[[ DATASET ENTRIES open ]]

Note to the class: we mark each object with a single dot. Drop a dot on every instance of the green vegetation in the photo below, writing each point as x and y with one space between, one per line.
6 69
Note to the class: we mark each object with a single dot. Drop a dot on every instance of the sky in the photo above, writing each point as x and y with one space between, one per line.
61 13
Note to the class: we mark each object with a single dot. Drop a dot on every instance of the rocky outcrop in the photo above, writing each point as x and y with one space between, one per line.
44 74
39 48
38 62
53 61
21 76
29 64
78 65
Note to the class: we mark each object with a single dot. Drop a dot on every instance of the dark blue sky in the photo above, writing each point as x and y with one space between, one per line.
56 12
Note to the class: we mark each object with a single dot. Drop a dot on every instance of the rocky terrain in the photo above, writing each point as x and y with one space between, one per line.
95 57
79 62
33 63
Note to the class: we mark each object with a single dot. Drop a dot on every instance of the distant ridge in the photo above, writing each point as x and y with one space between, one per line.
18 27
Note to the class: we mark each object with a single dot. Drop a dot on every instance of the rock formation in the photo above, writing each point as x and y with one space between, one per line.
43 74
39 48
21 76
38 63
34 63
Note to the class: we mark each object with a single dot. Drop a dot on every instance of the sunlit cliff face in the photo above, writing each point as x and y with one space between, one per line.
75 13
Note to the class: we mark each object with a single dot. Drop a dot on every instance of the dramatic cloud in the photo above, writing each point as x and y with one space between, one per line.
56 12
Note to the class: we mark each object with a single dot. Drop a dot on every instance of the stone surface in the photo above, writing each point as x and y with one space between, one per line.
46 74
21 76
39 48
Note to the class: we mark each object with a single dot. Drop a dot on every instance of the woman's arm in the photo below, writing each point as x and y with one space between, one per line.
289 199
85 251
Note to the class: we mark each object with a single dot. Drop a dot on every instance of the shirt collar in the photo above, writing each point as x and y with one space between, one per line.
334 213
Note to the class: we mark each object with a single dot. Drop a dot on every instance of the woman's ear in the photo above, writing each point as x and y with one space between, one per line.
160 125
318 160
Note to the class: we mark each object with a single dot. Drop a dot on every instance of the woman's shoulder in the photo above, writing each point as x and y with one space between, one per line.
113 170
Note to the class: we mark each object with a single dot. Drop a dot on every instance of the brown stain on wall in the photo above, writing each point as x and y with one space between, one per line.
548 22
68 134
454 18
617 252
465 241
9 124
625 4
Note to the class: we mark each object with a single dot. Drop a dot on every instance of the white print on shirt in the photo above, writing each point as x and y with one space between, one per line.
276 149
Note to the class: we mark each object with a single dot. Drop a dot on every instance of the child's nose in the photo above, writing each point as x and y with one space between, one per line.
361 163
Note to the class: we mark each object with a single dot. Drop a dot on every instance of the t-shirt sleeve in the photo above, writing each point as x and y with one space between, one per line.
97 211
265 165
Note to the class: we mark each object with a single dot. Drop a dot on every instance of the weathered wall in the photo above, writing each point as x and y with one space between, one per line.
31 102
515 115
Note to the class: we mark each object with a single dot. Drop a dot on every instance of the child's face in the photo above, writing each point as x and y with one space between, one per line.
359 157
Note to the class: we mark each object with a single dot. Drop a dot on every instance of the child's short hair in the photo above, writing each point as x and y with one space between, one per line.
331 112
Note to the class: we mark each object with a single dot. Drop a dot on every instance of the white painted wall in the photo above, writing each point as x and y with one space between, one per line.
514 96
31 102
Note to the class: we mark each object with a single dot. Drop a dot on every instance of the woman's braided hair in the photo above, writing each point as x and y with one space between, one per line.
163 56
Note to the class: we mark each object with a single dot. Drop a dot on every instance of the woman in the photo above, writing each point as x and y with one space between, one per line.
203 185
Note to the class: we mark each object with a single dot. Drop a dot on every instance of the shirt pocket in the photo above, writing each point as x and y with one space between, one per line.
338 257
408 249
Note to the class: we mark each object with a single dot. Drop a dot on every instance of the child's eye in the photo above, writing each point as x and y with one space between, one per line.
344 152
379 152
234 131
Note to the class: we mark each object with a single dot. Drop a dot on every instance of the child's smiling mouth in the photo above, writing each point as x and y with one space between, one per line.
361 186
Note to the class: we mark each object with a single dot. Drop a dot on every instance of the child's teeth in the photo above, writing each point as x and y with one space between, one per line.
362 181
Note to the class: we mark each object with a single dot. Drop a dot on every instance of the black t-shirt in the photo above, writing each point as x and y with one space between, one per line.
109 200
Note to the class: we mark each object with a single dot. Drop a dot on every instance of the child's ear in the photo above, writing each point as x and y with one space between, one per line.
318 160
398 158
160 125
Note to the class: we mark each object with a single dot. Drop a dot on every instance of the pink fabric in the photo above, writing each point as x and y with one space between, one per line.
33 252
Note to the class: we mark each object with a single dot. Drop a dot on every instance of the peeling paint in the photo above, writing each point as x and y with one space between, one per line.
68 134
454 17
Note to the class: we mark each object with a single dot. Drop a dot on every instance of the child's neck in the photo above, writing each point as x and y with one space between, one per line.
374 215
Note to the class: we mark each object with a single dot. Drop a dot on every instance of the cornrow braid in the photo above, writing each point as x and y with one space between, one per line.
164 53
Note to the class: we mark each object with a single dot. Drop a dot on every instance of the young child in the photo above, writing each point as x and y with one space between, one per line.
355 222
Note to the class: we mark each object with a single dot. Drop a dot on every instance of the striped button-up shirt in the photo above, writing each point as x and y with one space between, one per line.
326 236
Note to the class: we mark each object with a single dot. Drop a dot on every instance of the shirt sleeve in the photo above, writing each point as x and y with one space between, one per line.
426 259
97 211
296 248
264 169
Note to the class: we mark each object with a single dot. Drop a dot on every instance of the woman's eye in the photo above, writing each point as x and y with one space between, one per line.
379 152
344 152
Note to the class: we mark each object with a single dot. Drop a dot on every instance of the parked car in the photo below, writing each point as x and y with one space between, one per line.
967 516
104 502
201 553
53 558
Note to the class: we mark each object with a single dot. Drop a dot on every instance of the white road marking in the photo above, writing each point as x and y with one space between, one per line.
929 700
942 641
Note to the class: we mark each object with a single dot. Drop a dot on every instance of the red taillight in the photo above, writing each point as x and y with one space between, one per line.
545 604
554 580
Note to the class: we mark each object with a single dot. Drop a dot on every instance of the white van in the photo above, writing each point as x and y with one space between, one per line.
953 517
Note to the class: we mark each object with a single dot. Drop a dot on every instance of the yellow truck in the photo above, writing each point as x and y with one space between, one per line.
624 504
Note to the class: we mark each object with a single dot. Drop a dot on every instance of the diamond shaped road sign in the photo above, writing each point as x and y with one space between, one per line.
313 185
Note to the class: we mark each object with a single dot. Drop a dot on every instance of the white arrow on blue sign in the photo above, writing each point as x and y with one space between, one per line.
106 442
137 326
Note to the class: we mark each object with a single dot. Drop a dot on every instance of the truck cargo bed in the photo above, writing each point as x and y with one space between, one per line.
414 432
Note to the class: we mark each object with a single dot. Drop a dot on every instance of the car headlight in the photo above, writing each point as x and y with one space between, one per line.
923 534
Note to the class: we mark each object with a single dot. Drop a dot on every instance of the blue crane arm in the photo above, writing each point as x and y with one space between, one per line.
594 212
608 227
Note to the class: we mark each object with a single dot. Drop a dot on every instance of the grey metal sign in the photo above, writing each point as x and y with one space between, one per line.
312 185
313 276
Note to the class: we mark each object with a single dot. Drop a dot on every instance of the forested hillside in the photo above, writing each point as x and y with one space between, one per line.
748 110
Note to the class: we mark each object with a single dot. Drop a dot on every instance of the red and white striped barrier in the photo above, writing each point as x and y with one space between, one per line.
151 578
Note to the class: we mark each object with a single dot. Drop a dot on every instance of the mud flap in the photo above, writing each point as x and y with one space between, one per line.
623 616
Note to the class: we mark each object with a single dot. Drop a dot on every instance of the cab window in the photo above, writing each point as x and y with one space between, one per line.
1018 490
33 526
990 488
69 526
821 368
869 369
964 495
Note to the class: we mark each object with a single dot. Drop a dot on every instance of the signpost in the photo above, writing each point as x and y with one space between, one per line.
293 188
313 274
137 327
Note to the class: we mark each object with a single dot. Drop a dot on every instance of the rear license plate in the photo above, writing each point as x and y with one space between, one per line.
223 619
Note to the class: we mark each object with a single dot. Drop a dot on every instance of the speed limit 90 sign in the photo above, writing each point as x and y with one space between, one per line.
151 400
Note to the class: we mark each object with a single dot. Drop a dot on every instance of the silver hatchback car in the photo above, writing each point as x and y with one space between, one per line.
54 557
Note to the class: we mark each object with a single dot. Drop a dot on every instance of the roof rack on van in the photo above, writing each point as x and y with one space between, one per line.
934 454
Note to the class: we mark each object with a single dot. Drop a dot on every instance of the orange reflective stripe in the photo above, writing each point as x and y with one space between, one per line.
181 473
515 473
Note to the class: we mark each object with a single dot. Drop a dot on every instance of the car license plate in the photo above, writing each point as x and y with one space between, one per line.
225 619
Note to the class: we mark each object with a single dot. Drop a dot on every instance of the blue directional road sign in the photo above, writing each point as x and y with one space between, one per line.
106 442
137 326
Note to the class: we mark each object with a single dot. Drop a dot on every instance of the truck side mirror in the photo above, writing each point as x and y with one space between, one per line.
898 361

[[ DATASET ENTRIES closed ]]

DIRECTIONS FOR THIS TASK. What is needed is an exact copy of the lines from the one containing "the blue directional" through the last line of the records, and nothing else.

RESPONSE AREA.
Note to the class: we mark each object with a single dot. Drop a dot on every instance of the blue directional road sign in the photo above, writing each point as x and y with one space between, one per line.
106 442
137 326
Note to the class: we mark each object with a single dot. Drop a dot on every instance of the truck side mirror in the photo above, writing each point as x and y with one space between, one per line.
898 361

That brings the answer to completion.